Input material
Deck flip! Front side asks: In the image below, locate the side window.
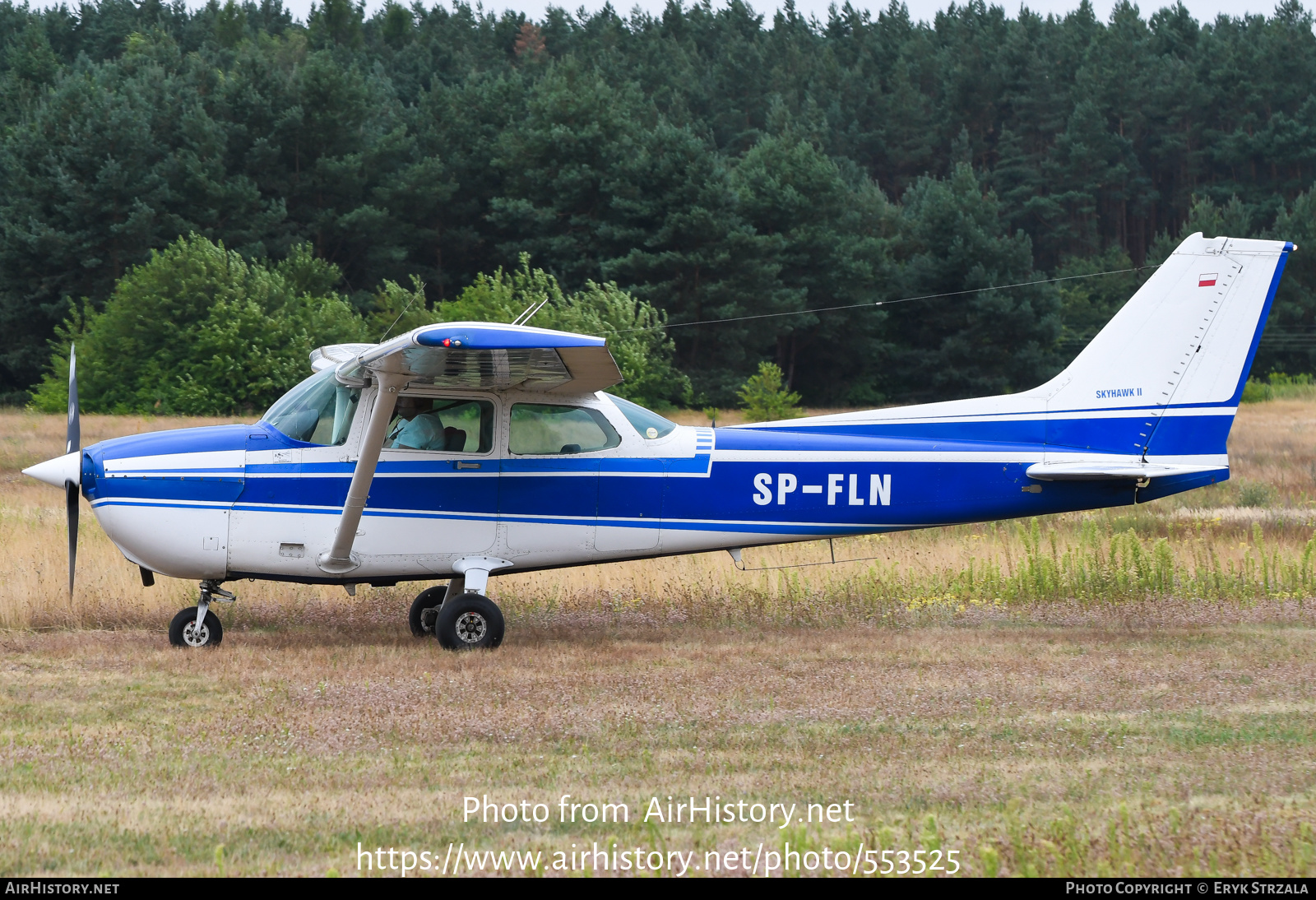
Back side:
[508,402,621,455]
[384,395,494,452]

==

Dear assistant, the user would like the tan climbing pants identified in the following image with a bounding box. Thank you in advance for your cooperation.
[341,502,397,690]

==

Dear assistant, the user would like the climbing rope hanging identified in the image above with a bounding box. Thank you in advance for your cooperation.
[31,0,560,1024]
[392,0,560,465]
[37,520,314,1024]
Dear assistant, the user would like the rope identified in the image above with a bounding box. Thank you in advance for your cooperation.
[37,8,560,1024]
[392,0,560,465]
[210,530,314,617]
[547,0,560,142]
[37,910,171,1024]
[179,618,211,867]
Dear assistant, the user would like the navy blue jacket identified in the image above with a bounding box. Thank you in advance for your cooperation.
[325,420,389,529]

Exercise brief
Copy out word for word the lines of the entries from the one containing "Dear assistant, the user would like the navy" through the one containing "[325,420,389,529]", with both of those lines included.

Task answer
Dear assistant, the user would like the navy blue jacket identified in the image above with a bounding box. Thank you in advance for your cooperation.
[325,420,389,529]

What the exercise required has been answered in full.